EXTRACTED TEXT >>

Uncle Oliver would have been 10 or 11 years old at the time. He mentioned none of these horrors. Instead, he told me about escaping Shenyang by crawling through a wheat field while bullets whistled overhead. From there, the Yu family headed for Beijing.
on the boat
But Beijing was no safe haven either. Uncle Oliver’s father was a professor of English. Hardly the sort of professional the Communists would welcome. So father Yu applied for permission to bring his family to the province of Shandong, the Yu family’s ancestral home. In Qingdao (Tsingtao), he had the family’s travel papers doctored to change their destination to Shanghai.
They boarded a boat headed south but by the time it arrived in Shanghai, that too had fallen to the Communists. So the Yu’s went on to Guangdong. From there, they fled to Taiwan.
In 2012, my mother took me on a trip to Taiwan. We took in all the famous sites like Taroko Gorge and Anping Fort, the latter a special treat for my Dutch husband. We also visited some of Mom’s old haunts though in truth there was little that she could recall.

PROVIDED MATERIAL >>
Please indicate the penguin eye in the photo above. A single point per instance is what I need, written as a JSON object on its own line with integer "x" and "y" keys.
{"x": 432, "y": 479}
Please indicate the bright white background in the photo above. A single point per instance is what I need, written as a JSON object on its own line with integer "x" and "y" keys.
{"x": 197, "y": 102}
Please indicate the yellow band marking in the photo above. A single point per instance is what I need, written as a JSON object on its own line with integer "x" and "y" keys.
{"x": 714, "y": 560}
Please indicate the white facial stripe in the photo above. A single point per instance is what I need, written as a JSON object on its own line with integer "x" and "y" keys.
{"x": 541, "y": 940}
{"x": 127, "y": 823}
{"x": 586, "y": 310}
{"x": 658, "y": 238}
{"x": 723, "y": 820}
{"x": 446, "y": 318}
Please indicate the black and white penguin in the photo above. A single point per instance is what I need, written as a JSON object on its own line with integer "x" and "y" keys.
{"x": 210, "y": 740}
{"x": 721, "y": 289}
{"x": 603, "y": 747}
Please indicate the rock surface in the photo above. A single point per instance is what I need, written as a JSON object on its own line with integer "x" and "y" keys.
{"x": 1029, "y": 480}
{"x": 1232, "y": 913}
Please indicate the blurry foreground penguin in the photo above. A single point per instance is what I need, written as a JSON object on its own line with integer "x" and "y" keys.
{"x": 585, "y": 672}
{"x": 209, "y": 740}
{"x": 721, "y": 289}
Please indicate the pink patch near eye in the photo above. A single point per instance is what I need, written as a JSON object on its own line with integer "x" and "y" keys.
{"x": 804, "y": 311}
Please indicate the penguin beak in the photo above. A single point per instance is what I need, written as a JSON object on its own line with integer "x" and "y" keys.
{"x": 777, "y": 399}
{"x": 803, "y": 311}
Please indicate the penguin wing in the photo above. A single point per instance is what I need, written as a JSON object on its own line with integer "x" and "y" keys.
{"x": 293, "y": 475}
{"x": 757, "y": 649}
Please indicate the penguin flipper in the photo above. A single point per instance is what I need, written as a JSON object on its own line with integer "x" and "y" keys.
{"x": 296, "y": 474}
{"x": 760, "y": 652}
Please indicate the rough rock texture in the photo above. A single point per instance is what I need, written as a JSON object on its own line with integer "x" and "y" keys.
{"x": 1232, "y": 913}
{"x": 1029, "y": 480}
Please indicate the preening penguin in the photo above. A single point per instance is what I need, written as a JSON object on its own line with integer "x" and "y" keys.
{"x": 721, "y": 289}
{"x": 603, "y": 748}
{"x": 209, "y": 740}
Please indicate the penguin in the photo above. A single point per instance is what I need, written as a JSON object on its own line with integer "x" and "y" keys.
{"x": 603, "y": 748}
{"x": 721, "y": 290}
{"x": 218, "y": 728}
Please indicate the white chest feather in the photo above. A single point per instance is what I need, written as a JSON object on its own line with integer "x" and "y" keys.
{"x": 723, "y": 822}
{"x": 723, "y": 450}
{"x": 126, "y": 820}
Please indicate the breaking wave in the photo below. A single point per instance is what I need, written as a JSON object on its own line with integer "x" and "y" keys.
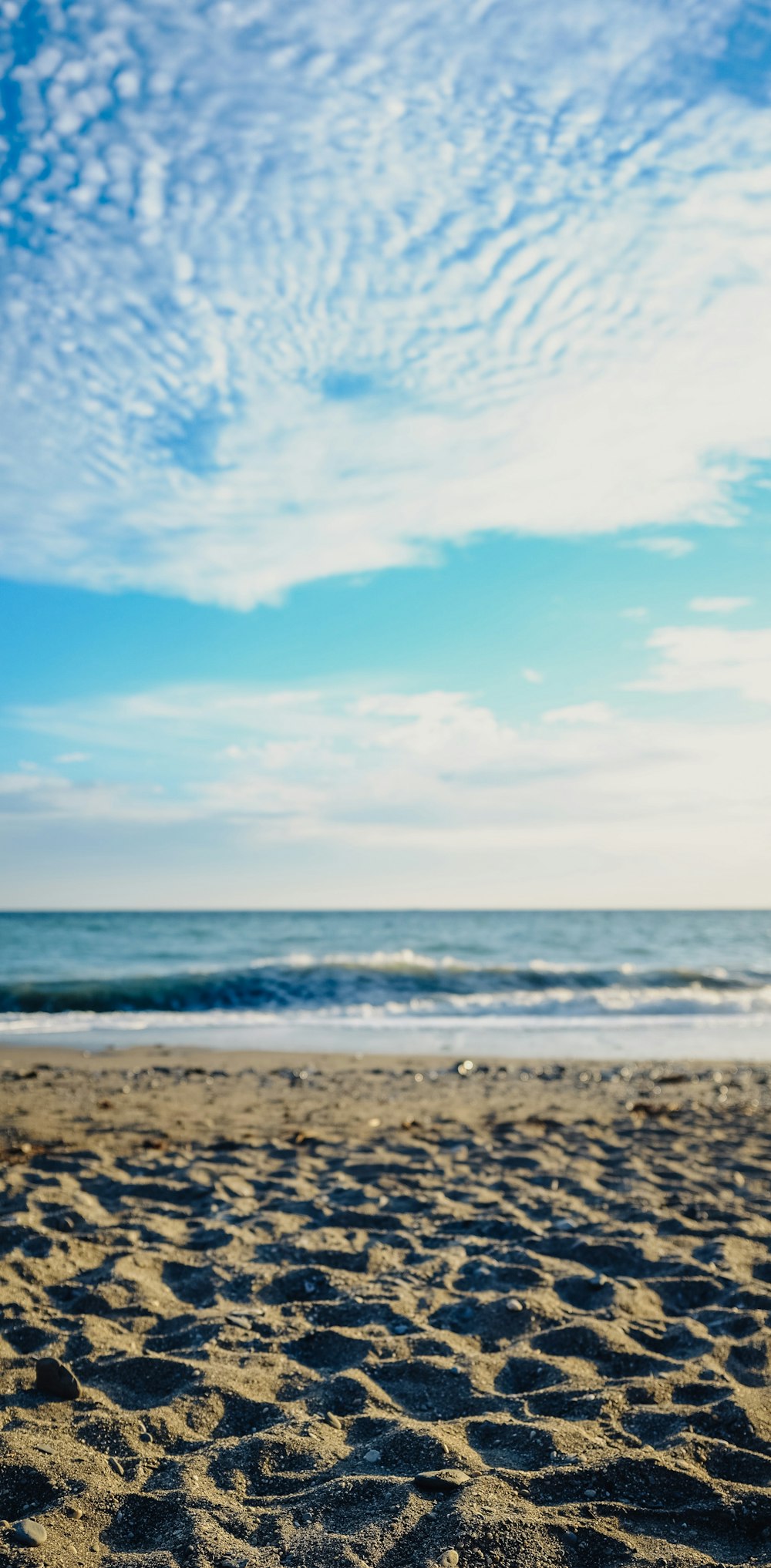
{"x": 400, "y": 984}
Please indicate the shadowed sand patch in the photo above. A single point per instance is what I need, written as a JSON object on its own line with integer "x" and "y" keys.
{"x": 284, "y": 1319}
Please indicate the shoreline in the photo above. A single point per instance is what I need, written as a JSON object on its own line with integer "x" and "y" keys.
{"x": 660, "y": 1038}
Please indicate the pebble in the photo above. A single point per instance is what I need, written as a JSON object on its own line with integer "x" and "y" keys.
{"x": 29, "y": 1533}
{"x": 443, "y": 1481}
{"x": 57, "y": 1378}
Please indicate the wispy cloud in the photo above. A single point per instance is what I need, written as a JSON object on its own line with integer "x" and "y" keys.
{"x": 305, "y": 291}
{"x": 423, "y": 772}
{"x": 712, "y": 659}
{"x": 718, "y": 606}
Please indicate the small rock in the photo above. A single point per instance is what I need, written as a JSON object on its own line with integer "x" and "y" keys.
{"x": 29, "y": 1533}
{"x": 54, "y": 1377}
{"x": 443, "y": 1481}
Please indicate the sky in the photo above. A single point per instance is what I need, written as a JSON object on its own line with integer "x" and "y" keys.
{"x": 384, "y": 453}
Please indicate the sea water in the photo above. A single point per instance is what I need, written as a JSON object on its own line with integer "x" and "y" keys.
{"x": 579, "y": 982}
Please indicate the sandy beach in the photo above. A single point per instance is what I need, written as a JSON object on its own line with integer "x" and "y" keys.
{"x": 384, "y": 1313}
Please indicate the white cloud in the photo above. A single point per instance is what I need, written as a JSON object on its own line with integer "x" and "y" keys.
{"x": 305, "y": 291}
{"x": 718, "y": 606}
{"x": 712, "y": 659}
{"x": 425, "y": 773}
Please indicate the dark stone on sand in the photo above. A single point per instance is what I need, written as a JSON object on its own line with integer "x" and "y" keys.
{"x": 441, "y": 1481}
{"x": 29, "y": 1533}
{"x": 54, "y": 1377}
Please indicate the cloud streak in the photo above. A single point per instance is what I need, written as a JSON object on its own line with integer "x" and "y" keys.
{"x": 312, "y": 291}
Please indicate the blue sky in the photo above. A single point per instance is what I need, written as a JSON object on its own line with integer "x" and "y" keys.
{"x": 384, "y": 453}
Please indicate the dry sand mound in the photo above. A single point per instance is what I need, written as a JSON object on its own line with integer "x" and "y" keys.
{"x": 517, "y": 1322}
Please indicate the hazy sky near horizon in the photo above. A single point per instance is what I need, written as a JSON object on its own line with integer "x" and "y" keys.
{"x": 384, "y": 453}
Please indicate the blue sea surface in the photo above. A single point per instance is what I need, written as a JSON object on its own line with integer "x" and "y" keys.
{"x": 411, "y": 971}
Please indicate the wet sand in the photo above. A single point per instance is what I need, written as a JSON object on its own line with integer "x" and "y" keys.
{"x": 386, "y": 1313}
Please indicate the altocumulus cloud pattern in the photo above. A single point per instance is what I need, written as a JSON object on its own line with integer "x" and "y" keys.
{"x": 300, "y": 289}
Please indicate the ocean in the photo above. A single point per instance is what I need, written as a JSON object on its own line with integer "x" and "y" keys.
{"x": 596, "y": 984}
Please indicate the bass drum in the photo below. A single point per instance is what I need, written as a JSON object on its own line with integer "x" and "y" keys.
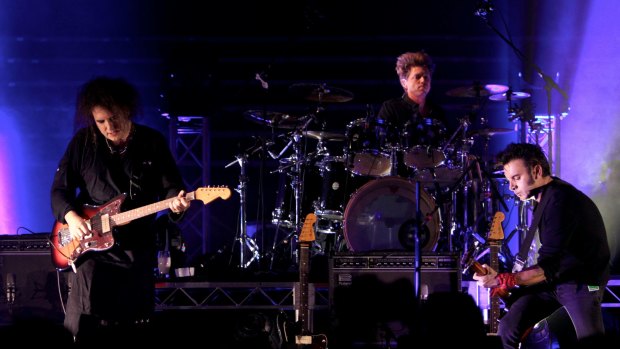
{"x": 381, "y": 216}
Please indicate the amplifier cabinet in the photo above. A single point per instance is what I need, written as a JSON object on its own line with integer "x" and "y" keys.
{"x": 30, "y": 286}
{"x": 371, "y": 294}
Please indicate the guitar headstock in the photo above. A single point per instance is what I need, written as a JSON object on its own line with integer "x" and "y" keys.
{"x": 307, "y": 230}
{"x": 208, "y": 194}
{"x": 497, "y": 232}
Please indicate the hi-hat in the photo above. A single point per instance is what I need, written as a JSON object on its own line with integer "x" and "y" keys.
{"x": 512, "y": 96}
{"x": 477, "y": 90}
{"x": 321, "y": 93}
{"x": 324, "y": 136}
{"x": 274, "y": 118}
{"x": 488, "y": 132}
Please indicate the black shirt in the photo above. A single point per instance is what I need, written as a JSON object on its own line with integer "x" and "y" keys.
{"x": 90, "y": 174}
{"x": 408, "y": 128}
{"x": 573, "y": 238}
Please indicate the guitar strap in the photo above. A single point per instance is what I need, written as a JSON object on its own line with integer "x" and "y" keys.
{"x": 521, "y": 257}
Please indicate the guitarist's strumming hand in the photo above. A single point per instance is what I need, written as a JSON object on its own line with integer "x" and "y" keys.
{"x": 179, "y": 204}
{"x": 500, "y": 284}
{"x": 78, "y": 226}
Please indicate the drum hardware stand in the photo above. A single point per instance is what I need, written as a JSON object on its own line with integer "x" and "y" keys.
{"x": 297, "y": 185}
{"x": 244, "y": 240}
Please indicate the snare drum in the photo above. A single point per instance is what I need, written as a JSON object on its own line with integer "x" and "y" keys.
{"x": 366, "y": 149}
{"x": 422, "y": 142}
{"x": 382, "y": 211}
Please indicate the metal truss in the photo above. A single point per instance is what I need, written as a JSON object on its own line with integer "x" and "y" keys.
{"x": 236, "y": 295}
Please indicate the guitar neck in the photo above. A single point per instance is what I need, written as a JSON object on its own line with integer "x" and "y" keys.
{"x": 304, "y": 257}
{"x": 494, "y": 310}
{"x": 128, "y": 216}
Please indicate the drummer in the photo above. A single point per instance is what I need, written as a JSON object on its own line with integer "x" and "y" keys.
{"x": 413, "y": 119}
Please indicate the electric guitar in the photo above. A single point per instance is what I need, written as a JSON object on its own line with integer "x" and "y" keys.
{"x": 494, "y": 240}
{"x": 102, "y": 219}
{"x": 304, "y": 337}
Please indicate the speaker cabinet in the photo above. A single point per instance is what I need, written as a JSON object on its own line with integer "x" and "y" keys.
{"x": 372, "y": 298}
{"x": 30, "y": 286}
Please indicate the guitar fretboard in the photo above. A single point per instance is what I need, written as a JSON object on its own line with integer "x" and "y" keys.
{"x": 128, "y": 216}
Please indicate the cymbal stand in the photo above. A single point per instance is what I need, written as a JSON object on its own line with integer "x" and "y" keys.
{"x": 244, "y": 240}
{"x": 297, "y": 159}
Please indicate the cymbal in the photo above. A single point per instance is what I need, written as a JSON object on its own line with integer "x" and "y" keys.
{"x": 273, "y": 118}
{"x": 477, "y": 90}
{"x": 513, "y": 96}
{"x": 321, "y": 93}
{"x": 324, "y": 136}
{"x": 488, "y": 132}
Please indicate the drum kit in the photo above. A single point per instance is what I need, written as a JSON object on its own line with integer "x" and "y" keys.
{"x": 352, "y": 180}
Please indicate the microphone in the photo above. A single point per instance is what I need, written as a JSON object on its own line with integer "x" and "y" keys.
{"x": 483, "y": 9}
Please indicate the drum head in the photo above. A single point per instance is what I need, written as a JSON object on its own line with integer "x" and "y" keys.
{"x": 382, "y": 213}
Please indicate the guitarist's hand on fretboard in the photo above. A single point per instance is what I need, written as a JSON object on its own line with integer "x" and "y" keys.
{"x": 486, "y": 277}
{"x": 180, "y": 203}
{"x": 78, "y": 226}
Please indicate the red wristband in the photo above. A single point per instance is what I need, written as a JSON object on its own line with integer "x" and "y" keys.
{"x": 506, "y": 280}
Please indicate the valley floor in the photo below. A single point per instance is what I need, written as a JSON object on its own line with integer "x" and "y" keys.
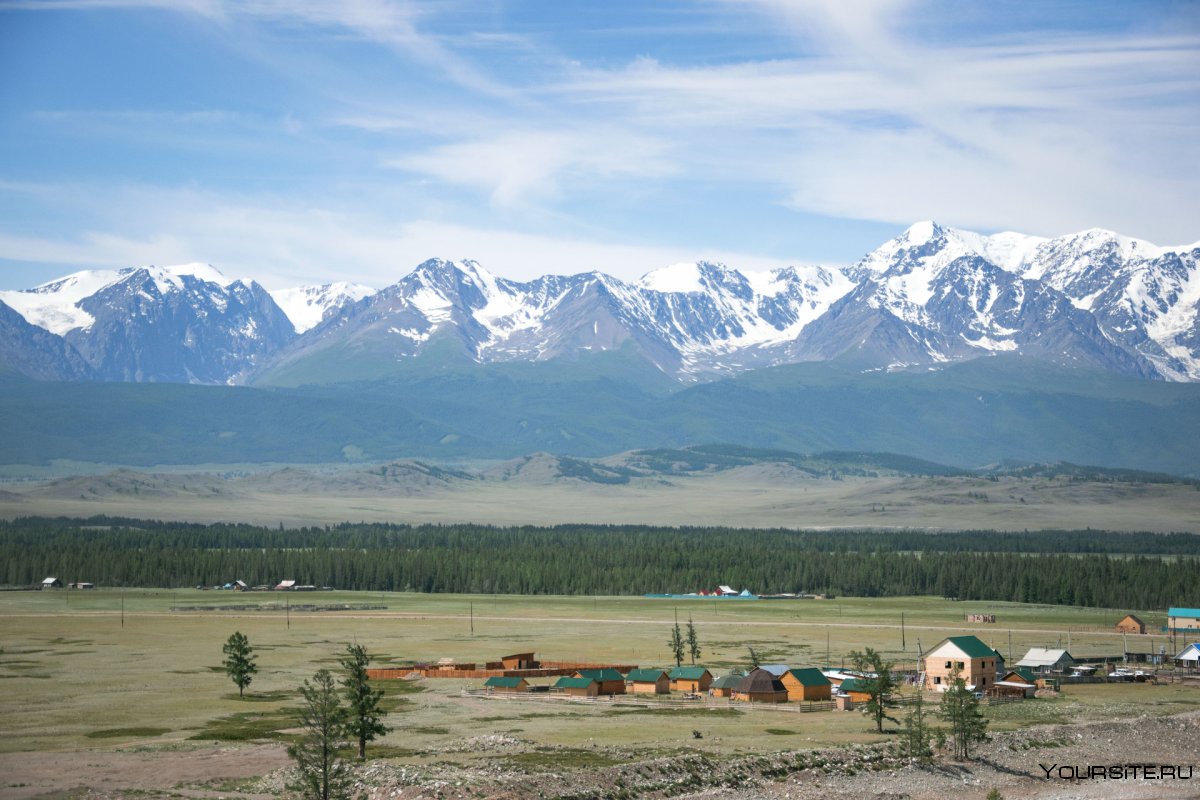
{"x": 745, "y": 498}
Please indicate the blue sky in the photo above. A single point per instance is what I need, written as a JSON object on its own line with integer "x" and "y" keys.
{"x": 298, "y": 142}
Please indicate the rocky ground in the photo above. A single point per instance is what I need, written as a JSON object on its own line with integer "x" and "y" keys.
{"x": 1012, "y": 763}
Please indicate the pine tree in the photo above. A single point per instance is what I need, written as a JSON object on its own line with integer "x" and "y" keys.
{"x": 960, "y": 709}
{"x": 322, "y": 773}
{"x": 693, "y": 641}
{"x": 917, "y": 733}
{"x": 364, "y": 722}
{"x": 877, "y": 684}
{"x": 239, "y": 661}
{"x": 676, "y": 644}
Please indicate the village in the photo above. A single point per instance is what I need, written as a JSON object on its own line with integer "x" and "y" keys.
{"x": 983, "y": 671}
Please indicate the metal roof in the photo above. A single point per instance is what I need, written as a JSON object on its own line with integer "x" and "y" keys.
{"x": 809, "y": 677}
{"x": 688, "y": 673}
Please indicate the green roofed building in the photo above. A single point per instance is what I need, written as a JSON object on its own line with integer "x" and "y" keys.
{"x": 577, "y": 686}
{"x": 648, "y": 681}
{"x": 609, "y": 681}
{"x": 690, "y": 679}
{"x": 965, "y": 656}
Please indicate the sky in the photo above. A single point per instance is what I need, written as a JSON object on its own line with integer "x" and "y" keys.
{"x": 298, "y": 142}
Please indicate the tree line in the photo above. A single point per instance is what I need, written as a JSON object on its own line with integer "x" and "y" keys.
{"x": 1099, "y": 569}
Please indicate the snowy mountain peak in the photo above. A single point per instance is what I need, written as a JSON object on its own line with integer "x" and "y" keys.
{"x": 307, "y": 306}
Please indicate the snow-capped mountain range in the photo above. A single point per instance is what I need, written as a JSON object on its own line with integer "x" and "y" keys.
{"x": 929, "y": 296}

SHORT TASK >> Carry on the memoir of the Yu family's escape to Taiwan, beginning after its last sentence. The listing is separate material and has no connection to the memoir of the Yu family's escape to Taiwan.

FINAL RESULT >>
Mom only lived in Taiwan for a total of 6 years. She was 16 years old when she left Taiwan for the US. While in Taiwan, she lived the sheltered life of the schoolgirl she was. An exciting day for her might have been an afternoon matinee with her father and maybe some ice cream after that.
Wherever we went in Taiwan, we ate fabulously. Three cup chicken (equal parts rice wine, soy sauce and sesame oil). Wild greens foraged from the mountainside. Clams sauteed in oyster sauce and Thai basil. Fish in every possible form, still glistening from the sea. I can taste it now.
Home again, home again, jiggety-jig.